**EXERCISE:** Write out the part of the records that opens with the line containing "# test: point to the white road" and closes with the line containing "[[365, 47], [469, 31], [66, 39]]", including both of those lines and reproducing every line between them character for character.

**INPUT DATA:**
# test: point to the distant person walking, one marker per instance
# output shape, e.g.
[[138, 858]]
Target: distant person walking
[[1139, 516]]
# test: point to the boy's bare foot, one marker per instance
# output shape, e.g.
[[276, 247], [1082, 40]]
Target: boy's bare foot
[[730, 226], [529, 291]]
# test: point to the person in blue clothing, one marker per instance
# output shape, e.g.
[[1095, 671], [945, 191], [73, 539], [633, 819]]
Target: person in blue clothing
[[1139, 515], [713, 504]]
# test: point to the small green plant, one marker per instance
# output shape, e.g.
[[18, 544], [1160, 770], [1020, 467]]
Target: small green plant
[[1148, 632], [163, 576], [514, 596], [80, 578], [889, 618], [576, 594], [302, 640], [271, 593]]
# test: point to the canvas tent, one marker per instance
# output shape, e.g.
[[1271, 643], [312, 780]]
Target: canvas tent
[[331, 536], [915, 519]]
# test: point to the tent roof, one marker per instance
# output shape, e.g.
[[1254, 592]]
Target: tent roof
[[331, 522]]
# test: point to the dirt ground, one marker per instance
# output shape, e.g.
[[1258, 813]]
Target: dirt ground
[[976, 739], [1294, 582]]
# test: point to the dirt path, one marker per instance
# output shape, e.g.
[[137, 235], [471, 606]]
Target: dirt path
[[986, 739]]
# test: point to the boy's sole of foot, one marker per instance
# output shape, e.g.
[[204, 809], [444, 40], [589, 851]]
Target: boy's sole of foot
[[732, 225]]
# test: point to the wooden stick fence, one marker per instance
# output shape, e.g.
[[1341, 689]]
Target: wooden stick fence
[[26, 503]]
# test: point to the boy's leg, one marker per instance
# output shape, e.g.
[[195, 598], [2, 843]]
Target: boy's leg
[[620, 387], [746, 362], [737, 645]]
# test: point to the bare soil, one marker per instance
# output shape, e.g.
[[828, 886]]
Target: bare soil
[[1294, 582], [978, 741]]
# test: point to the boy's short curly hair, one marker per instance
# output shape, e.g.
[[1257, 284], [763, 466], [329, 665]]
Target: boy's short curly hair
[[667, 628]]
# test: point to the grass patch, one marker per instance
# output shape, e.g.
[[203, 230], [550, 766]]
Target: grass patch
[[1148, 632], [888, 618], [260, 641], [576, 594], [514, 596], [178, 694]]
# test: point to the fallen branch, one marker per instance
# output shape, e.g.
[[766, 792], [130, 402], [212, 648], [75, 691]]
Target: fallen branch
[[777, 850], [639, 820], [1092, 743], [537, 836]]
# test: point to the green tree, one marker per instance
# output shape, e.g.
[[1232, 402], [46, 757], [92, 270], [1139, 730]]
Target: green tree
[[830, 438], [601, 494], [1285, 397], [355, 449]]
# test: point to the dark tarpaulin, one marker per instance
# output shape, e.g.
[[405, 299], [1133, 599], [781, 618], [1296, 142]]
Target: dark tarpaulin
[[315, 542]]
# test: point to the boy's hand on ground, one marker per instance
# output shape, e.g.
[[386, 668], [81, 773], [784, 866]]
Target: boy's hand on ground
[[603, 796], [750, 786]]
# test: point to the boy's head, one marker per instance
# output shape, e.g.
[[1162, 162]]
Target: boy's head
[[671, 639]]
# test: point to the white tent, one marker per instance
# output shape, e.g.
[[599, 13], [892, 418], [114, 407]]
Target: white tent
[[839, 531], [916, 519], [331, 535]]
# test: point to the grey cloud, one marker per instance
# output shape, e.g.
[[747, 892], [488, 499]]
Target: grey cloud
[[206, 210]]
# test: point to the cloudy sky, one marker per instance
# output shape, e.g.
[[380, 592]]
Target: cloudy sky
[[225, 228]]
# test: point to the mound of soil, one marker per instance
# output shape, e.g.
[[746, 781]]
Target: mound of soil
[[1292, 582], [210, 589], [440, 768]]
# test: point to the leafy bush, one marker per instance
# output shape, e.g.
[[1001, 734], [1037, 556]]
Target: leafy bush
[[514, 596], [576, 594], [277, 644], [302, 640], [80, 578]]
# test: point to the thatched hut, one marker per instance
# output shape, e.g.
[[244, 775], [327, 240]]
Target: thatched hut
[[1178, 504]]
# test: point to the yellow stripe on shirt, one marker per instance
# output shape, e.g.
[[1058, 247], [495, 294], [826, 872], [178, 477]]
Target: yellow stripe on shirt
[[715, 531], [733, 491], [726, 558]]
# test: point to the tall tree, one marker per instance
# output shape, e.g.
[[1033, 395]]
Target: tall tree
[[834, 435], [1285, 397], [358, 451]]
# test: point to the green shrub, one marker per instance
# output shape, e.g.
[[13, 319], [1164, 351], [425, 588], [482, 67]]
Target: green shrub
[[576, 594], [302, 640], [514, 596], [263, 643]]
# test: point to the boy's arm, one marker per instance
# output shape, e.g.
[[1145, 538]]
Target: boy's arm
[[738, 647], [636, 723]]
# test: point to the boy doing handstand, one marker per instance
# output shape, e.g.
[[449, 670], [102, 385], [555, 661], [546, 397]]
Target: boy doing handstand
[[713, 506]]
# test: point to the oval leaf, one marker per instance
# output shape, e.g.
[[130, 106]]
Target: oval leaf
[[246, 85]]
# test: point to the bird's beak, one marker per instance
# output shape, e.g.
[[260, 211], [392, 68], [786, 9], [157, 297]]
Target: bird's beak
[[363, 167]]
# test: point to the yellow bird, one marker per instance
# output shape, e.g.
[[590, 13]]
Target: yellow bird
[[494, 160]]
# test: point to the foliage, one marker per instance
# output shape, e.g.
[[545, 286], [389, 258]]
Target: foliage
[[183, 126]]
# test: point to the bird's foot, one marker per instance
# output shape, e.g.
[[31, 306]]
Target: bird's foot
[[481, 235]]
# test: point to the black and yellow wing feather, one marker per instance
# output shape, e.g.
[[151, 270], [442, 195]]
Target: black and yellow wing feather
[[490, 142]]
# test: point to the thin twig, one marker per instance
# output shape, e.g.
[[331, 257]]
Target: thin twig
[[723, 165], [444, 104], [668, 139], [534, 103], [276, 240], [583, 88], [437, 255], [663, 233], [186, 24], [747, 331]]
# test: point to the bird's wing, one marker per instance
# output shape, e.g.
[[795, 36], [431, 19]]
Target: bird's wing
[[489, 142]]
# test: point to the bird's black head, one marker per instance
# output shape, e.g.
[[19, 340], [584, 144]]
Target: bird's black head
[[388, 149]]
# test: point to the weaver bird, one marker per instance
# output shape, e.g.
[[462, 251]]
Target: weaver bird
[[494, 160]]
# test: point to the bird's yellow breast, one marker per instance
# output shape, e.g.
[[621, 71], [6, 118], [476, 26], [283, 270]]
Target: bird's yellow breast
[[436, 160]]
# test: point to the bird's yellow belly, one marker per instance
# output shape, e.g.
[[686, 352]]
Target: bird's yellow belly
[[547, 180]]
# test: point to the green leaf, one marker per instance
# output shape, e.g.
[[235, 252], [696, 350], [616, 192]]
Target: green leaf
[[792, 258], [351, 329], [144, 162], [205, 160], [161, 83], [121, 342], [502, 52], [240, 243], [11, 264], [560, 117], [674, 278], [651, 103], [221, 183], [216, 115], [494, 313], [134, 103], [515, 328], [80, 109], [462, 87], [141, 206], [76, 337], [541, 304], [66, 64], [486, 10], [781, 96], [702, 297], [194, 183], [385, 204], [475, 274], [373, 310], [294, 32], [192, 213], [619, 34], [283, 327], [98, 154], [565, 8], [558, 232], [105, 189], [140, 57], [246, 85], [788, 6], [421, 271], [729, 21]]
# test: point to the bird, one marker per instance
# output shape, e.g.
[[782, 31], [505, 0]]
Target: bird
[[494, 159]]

---

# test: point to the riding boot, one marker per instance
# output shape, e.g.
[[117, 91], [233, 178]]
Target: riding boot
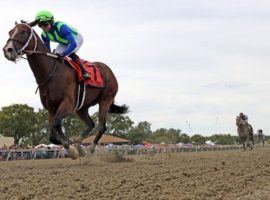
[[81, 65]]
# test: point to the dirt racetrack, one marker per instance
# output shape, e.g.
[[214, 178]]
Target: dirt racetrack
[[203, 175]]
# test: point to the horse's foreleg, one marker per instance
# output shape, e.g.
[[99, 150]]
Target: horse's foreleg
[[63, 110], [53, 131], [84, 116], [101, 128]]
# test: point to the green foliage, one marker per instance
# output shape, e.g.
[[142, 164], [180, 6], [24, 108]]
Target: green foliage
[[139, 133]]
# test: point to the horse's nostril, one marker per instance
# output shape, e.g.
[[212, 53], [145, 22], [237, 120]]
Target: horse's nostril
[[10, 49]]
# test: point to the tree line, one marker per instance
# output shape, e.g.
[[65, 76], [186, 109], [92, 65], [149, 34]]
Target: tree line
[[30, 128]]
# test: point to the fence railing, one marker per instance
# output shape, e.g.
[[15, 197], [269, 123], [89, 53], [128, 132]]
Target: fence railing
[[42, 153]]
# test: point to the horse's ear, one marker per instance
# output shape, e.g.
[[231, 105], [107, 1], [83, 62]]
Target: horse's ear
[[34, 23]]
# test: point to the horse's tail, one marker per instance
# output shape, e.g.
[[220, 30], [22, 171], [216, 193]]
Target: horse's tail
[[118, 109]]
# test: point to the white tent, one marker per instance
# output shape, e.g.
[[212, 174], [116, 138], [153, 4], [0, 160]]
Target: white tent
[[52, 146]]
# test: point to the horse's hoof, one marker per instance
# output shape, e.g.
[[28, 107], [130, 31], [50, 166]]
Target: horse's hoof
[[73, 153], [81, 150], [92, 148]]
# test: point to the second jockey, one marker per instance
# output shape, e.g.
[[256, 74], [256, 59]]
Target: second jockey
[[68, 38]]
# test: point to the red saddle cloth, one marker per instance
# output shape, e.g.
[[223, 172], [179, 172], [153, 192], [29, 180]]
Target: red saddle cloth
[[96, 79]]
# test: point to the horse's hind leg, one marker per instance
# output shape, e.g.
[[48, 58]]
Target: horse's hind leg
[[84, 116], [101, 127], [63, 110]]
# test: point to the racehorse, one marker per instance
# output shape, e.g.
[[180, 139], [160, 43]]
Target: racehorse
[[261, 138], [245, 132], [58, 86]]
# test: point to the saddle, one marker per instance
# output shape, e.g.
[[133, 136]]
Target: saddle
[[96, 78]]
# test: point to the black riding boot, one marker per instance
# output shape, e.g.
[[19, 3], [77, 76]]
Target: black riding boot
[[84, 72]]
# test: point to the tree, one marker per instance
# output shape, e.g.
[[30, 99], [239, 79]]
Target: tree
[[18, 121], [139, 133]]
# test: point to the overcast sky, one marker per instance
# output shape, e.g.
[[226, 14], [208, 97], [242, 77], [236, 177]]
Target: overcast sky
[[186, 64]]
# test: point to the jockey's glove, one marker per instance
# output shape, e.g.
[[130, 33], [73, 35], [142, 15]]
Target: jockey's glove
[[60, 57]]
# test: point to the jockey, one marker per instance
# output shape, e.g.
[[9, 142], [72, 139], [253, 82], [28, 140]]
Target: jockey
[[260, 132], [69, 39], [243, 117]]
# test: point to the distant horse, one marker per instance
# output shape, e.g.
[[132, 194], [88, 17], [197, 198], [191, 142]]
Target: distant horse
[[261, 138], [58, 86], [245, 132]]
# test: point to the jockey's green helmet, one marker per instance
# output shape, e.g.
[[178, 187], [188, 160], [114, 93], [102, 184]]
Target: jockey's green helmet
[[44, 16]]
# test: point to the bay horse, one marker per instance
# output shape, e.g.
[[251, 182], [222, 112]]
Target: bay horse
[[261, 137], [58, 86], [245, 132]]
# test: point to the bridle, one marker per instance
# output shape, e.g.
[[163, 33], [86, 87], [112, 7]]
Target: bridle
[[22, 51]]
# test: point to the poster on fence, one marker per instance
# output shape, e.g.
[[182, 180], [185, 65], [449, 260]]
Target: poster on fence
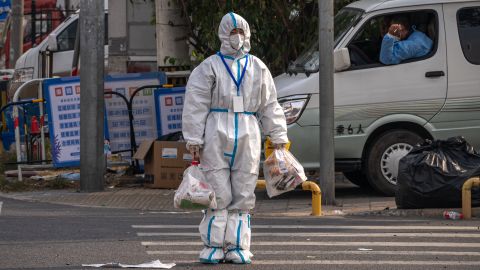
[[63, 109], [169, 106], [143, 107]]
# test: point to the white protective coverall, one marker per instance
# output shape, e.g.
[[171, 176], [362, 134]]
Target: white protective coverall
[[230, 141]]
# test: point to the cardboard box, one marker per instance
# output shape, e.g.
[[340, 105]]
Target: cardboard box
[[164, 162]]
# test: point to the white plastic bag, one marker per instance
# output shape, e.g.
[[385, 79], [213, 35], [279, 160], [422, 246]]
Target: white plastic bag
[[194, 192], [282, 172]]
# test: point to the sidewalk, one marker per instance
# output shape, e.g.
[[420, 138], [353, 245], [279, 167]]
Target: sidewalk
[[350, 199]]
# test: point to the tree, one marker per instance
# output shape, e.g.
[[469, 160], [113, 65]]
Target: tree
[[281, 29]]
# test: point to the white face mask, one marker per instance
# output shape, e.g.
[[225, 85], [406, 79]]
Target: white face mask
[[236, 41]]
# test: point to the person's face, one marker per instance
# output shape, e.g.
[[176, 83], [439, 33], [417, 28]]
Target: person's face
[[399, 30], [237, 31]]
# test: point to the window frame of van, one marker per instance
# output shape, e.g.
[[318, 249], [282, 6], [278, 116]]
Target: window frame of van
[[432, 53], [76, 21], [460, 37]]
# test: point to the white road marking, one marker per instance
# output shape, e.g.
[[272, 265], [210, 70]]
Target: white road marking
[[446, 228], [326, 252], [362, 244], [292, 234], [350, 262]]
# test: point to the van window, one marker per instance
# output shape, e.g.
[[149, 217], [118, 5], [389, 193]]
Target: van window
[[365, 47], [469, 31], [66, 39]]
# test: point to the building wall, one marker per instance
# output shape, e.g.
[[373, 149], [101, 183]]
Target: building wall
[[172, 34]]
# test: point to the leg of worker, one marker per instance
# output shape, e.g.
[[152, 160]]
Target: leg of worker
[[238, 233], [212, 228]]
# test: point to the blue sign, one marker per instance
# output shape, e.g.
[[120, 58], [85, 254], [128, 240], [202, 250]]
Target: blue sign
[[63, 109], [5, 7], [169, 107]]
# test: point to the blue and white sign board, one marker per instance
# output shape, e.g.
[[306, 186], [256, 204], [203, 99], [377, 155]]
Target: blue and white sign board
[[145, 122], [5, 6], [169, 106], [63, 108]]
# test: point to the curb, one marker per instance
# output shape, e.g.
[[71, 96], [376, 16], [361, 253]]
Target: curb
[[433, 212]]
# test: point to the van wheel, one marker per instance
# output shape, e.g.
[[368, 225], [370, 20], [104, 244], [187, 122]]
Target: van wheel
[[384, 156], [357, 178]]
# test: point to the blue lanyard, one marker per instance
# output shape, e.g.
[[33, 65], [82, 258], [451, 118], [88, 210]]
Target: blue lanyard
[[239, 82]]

**EXERCISE ANSWER:**
# test: point to the white road marking, one marker per instance
# output shape, e.g.
[[272, 265], [210, 70]]
Target: white road marking
[[446, 228], [326, 252], [362, 244], [292, 234], [350, 262]]
# test: point to the van window, one marker per instance
# output shape, e.g.
[[149, 217], [118, 5], [389, 193]]
Target: van window
[[365, 47], [469, 31], [66, 39]]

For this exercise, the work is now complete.